- [GIVEN INSTRUCTION]: Select and copy every line in the material below that contains the string "woman". Matching is case-sensitive.

- [SOURCE DATA]:

# # #

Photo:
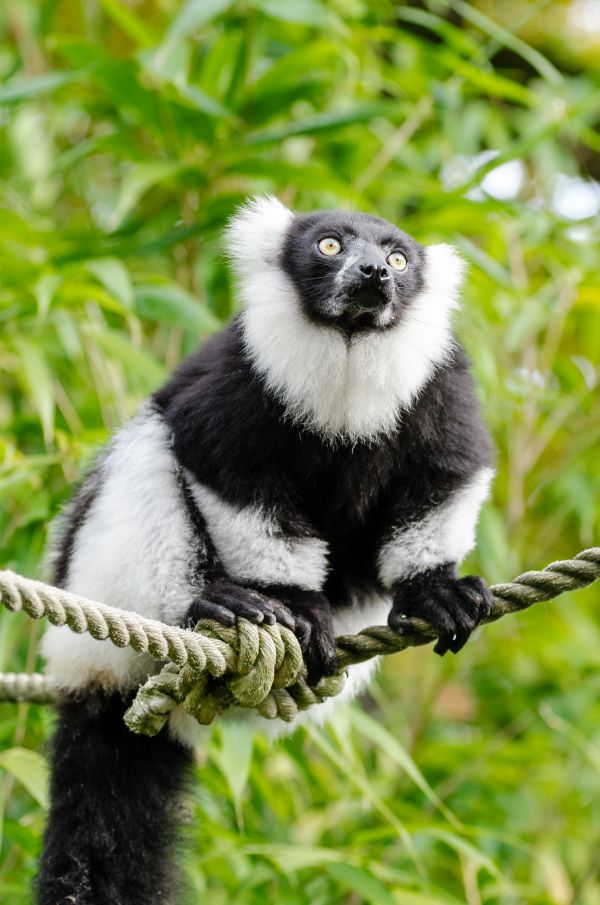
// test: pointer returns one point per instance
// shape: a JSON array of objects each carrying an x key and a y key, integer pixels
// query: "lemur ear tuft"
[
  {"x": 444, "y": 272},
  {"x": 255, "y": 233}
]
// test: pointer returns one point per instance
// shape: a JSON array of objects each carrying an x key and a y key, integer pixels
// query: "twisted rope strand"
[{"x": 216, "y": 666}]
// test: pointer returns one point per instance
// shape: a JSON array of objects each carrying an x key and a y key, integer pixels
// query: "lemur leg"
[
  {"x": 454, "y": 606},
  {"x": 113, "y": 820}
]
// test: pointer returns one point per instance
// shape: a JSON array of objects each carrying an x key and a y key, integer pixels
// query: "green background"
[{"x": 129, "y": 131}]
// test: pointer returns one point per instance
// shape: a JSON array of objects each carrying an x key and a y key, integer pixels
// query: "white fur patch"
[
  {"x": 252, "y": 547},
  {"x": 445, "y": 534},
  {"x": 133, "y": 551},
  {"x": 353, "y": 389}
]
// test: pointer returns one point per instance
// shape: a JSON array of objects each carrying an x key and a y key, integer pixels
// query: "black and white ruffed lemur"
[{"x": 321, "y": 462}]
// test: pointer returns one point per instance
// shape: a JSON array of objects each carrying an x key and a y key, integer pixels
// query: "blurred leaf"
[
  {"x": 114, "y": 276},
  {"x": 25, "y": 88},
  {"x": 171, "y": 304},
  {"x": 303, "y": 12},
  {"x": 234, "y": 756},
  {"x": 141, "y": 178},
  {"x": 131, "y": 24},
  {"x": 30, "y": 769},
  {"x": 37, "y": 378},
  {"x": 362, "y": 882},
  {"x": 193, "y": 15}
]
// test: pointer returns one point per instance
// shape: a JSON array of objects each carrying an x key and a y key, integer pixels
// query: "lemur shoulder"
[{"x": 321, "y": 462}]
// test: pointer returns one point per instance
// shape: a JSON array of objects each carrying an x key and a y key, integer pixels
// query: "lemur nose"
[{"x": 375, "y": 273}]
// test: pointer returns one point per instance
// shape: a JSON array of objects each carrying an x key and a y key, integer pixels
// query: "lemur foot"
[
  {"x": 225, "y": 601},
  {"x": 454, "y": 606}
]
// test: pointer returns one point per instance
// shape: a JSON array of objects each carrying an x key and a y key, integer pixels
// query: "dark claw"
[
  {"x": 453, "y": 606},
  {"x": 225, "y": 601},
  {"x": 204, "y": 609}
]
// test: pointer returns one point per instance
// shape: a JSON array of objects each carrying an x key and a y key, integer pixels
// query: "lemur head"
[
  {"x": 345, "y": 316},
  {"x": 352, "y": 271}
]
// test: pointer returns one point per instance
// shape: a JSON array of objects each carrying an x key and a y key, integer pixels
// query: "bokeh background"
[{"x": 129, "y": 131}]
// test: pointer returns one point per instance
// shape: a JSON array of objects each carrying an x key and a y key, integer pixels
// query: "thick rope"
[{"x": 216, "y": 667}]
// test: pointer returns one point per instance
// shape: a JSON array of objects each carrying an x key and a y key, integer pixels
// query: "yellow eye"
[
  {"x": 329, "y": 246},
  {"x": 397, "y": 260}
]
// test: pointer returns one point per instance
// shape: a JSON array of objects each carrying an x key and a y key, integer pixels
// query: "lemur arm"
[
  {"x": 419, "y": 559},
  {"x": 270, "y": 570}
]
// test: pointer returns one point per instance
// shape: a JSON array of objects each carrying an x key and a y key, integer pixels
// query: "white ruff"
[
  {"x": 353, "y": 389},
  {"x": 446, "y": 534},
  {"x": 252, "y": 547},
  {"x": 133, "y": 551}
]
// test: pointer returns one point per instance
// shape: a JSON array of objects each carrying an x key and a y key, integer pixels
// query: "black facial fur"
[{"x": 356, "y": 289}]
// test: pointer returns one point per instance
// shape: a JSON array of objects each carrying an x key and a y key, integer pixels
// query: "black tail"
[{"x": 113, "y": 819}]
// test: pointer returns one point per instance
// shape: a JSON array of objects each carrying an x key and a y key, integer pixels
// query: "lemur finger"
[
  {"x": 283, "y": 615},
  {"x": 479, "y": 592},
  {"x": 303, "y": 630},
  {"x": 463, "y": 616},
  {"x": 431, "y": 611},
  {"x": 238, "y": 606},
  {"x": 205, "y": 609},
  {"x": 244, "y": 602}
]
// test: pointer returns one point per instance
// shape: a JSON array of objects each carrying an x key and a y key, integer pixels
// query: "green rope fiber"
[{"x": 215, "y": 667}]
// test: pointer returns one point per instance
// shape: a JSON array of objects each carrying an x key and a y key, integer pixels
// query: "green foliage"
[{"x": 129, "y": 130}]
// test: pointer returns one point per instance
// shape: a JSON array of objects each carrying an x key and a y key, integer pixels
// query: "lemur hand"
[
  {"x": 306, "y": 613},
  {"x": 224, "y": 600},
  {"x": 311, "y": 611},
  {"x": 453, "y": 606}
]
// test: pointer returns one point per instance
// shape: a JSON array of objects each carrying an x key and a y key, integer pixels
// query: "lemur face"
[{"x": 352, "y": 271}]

# # #

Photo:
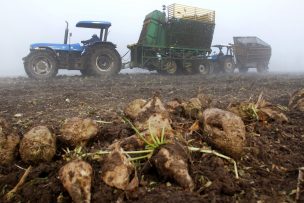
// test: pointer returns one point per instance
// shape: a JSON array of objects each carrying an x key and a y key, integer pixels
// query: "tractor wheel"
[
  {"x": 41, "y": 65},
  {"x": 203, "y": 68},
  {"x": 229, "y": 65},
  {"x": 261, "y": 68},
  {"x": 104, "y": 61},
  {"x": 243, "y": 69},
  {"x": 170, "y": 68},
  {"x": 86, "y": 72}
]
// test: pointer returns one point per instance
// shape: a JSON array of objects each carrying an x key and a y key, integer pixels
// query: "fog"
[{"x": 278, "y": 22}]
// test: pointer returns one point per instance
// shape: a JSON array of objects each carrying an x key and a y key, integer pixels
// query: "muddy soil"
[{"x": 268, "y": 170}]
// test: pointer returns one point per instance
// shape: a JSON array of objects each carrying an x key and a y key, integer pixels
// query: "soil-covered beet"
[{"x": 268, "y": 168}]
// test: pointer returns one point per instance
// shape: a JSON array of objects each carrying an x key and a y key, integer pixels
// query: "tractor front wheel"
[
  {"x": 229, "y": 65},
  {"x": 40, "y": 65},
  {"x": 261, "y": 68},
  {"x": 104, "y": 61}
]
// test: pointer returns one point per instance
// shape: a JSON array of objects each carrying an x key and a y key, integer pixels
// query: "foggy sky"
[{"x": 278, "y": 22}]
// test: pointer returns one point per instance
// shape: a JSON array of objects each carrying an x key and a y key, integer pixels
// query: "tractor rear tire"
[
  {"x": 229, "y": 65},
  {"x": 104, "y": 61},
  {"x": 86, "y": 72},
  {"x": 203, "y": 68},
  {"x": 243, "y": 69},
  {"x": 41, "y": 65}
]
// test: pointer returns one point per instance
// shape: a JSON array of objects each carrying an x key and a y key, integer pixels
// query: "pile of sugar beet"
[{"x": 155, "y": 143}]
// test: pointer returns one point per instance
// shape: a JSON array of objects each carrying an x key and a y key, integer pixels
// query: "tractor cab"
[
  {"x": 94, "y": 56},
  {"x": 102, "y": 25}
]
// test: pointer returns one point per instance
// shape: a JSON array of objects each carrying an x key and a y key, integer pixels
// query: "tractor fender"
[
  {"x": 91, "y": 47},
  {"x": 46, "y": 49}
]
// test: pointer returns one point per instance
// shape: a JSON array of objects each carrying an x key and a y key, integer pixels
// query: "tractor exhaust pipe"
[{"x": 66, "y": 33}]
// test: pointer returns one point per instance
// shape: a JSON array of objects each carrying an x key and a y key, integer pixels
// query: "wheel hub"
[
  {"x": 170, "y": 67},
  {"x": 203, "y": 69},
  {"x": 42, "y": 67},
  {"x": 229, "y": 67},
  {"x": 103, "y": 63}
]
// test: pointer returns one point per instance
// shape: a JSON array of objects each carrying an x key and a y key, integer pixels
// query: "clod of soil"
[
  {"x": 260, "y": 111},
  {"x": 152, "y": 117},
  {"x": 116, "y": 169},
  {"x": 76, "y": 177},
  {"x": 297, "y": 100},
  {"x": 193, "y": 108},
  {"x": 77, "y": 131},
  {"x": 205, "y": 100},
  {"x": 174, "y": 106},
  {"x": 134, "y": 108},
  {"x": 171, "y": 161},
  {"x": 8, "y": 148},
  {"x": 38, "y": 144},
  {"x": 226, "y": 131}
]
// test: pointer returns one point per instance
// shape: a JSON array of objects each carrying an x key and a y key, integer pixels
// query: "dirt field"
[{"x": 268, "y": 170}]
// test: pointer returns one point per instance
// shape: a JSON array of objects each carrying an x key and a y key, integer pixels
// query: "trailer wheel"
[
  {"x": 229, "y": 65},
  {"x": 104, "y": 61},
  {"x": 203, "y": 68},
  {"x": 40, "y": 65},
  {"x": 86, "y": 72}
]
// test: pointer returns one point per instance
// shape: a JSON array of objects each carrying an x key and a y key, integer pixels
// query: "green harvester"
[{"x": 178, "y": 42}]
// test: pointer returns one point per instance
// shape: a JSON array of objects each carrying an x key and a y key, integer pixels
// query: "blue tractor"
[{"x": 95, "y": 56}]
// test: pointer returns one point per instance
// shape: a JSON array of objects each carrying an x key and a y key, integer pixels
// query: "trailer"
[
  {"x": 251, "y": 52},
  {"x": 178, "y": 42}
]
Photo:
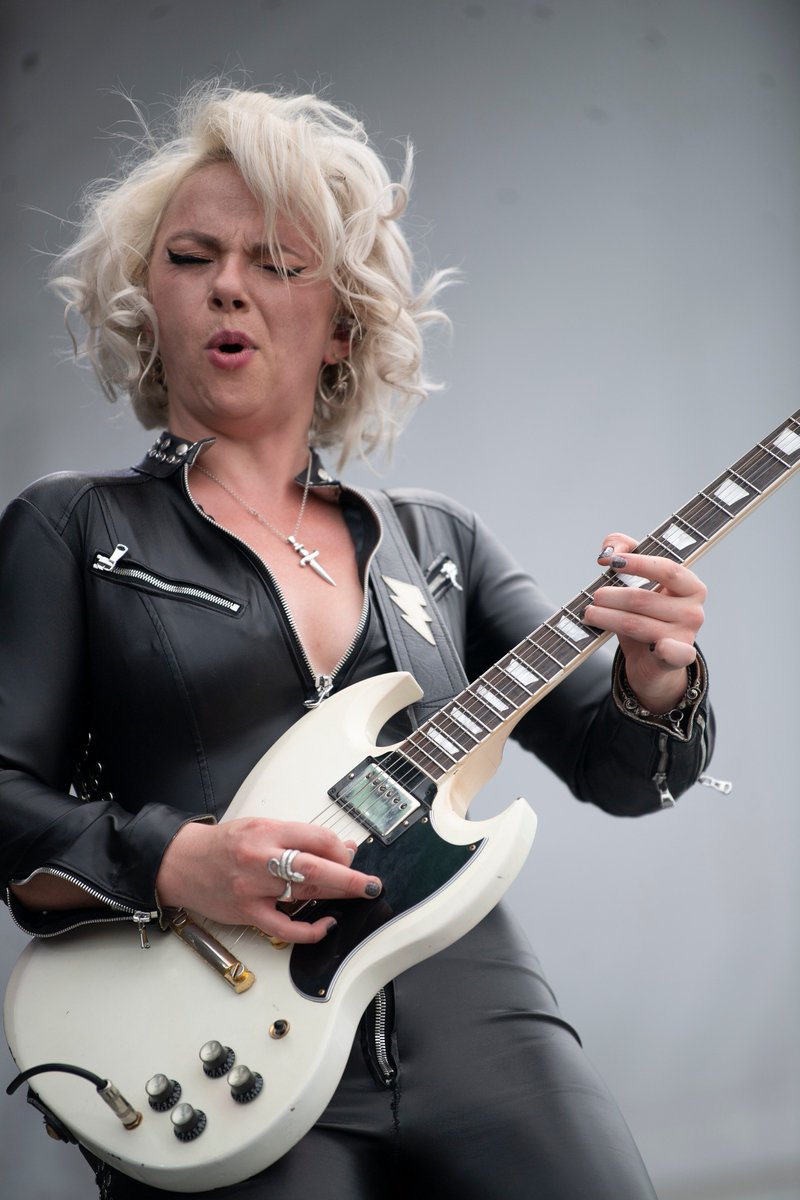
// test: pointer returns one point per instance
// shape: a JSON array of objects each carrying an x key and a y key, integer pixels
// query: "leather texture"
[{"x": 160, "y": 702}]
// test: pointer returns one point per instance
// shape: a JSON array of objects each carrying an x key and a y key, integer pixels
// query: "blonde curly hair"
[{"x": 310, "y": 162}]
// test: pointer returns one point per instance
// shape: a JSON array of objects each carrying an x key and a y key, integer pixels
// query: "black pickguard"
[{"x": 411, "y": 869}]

# # #

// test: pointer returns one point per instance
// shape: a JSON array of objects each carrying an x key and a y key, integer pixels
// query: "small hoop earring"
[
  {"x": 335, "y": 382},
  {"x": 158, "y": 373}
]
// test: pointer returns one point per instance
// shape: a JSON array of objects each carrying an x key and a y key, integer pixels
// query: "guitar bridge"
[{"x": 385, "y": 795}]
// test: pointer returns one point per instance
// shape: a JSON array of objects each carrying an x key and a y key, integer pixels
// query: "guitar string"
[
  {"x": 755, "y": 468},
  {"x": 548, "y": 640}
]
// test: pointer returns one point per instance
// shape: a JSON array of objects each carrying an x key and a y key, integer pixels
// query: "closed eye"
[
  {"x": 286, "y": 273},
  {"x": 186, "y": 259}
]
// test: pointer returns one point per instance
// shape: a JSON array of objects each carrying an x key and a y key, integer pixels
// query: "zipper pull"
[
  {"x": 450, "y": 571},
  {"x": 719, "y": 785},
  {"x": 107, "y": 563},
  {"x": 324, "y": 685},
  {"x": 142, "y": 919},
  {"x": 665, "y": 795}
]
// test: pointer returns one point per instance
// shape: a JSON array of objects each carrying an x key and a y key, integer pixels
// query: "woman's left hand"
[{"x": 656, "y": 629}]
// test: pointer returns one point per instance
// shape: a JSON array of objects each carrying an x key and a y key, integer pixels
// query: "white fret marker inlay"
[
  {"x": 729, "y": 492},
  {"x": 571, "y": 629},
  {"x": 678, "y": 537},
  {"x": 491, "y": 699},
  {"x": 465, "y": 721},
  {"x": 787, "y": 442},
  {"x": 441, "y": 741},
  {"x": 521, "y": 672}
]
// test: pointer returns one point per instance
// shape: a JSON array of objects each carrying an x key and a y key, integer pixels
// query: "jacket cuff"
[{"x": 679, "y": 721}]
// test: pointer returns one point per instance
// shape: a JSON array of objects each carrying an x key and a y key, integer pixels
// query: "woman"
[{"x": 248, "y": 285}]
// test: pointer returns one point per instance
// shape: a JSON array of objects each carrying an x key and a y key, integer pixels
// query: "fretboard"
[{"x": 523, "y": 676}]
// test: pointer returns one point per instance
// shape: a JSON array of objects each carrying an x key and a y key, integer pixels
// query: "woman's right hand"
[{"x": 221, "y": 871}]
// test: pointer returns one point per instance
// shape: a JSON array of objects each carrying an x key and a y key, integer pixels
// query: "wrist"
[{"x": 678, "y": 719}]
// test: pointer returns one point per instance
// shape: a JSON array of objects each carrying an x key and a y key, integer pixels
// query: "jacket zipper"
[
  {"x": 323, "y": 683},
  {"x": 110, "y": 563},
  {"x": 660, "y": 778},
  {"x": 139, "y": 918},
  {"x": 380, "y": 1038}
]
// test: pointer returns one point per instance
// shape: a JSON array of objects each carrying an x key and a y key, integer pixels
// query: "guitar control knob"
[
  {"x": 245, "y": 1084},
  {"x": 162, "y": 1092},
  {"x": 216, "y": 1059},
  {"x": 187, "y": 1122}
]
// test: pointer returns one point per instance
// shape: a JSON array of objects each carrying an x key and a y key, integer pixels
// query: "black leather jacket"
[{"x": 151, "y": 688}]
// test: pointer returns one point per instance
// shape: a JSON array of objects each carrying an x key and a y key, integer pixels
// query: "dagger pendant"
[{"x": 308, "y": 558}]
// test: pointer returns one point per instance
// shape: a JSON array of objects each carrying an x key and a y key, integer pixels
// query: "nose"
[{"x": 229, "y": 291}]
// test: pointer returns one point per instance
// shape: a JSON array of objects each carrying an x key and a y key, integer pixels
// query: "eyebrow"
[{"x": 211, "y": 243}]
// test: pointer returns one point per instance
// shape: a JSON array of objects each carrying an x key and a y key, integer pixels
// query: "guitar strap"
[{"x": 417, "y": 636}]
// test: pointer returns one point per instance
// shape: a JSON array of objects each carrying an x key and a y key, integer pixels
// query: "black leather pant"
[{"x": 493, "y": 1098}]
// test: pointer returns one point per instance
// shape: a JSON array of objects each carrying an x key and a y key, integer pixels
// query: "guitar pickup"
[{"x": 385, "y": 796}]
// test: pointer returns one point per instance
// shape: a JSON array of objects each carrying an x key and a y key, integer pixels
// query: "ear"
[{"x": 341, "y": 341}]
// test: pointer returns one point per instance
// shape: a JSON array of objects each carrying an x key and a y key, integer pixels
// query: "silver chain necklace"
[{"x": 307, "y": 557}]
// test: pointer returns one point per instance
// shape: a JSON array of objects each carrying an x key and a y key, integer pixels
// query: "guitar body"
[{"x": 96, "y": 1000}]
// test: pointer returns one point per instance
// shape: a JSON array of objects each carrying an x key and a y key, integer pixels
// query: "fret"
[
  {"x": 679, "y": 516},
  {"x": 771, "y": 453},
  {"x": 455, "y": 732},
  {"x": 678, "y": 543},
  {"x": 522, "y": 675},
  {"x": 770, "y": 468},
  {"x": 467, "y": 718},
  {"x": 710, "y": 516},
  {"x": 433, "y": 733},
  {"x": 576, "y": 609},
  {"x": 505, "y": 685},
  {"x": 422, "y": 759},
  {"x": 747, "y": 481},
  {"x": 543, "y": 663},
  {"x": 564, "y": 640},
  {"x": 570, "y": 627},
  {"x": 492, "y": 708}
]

# # #

- [EXERCISE RESPONSE]:
// query: "woman's left hand"
// query: "woman"
// query: "woman's right hand"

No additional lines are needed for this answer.